What you should do » Output the part of the entries that opens with the line containing "TASK = point to the front" and runs through the final line, both ends included, as a JSON list of strings with one string per line and no blank lines.

### Recorded data ###

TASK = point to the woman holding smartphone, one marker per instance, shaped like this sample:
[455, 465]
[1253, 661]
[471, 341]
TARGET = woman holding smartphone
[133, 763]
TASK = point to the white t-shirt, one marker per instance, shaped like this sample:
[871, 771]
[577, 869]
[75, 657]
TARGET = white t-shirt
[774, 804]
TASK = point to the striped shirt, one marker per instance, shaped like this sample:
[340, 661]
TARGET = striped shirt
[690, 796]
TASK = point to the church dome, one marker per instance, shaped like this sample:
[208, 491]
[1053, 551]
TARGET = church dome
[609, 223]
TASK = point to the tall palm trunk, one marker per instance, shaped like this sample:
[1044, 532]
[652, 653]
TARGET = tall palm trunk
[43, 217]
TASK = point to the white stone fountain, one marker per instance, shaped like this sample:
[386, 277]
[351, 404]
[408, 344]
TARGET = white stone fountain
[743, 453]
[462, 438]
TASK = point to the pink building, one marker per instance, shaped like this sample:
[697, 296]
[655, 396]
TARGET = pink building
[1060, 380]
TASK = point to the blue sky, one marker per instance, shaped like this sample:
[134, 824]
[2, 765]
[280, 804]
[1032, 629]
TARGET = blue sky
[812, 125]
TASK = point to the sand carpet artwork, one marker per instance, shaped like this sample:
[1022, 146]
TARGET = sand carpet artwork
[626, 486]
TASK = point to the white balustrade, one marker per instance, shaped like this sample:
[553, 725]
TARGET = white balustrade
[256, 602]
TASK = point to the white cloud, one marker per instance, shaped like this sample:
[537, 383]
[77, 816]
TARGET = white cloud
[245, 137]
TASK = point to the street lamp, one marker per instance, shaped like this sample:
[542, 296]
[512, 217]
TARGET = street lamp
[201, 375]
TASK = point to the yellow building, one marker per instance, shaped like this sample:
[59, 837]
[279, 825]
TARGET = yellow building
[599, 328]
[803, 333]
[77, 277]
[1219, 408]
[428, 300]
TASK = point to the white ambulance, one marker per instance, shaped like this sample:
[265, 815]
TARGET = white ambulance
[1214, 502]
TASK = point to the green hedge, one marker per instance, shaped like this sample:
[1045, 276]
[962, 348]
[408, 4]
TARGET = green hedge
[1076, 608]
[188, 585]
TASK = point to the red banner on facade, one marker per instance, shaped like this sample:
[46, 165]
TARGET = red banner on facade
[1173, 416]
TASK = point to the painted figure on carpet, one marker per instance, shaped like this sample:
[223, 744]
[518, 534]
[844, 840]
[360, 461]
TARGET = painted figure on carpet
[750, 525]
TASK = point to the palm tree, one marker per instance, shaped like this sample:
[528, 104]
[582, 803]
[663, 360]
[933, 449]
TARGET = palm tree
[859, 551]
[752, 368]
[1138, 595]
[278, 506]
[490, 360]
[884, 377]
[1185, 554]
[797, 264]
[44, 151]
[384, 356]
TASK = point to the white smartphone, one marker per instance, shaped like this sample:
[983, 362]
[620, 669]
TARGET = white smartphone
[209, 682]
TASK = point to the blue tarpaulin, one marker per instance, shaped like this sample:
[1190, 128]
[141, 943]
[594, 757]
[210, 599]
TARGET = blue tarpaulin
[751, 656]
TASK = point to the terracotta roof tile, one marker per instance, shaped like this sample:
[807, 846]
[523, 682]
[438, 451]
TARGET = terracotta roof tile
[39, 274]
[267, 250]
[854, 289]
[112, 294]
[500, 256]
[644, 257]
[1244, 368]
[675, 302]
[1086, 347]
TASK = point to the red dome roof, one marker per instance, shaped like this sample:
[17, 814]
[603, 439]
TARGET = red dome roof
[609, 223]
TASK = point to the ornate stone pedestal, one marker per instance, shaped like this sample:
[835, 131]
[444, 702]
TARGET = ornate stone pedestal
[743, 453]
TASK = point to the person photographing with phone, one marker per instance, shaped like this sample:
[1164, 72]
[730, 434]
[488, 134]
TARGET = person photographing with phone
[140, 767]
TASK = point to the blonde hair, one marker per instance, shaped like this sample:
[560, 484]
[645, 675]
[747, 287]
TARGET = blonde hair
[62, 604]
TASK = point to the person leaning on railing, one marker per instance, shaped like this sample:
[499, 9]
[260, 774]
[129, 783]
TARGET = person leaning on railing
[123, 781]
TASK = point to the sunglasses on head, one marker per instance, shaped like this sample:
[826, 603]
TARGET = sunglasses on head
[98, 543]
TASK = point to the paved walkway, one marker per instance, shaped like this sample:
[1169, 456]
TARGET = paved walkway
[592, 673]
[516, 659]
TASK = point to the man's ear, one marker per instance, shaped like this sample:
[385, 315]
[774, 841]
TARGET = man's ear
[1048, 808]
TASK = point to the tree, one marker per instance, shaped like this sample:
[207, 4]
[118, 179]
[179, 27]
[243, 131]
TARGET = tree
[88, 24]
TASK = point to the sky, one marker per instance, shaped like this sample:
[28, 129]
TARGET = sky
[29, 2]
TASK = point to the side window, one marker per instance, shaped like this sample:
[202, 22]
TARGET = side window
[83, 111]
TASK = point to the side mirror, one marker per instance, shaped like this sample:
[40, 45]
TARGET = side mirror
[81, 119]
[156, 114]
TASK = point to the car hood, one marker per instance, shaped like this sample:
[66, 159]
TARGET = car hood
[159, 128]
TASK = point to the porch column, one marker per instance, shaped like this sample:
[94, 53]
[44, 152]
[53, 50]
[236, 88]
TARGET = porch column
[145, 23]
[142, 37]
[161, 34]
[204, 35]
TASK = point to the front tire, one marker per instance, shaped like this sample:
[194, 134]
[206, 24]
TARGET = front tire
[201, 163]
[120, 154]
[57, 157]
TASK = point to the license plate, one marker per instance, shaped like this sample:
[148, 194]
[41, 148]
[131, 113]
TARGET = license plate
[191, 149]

###

Solution to this exercise »
[
  "TASK = point to the front tire, one marker per instance, shaped like this sample:",
  "[194, 134]",
  "[206, 24]",
  "TARGET = front tire",
  "[201, 163]",
  "[120, 154]",
  "[57, 157]",
  "TASK = point to the license plate, one marker per instance, shaped like this sample:",
  "[148, 194]",
  "[41, 148]",
  "[131, 113]",
  "TARGET = license plate",
  "[191, 149]"
]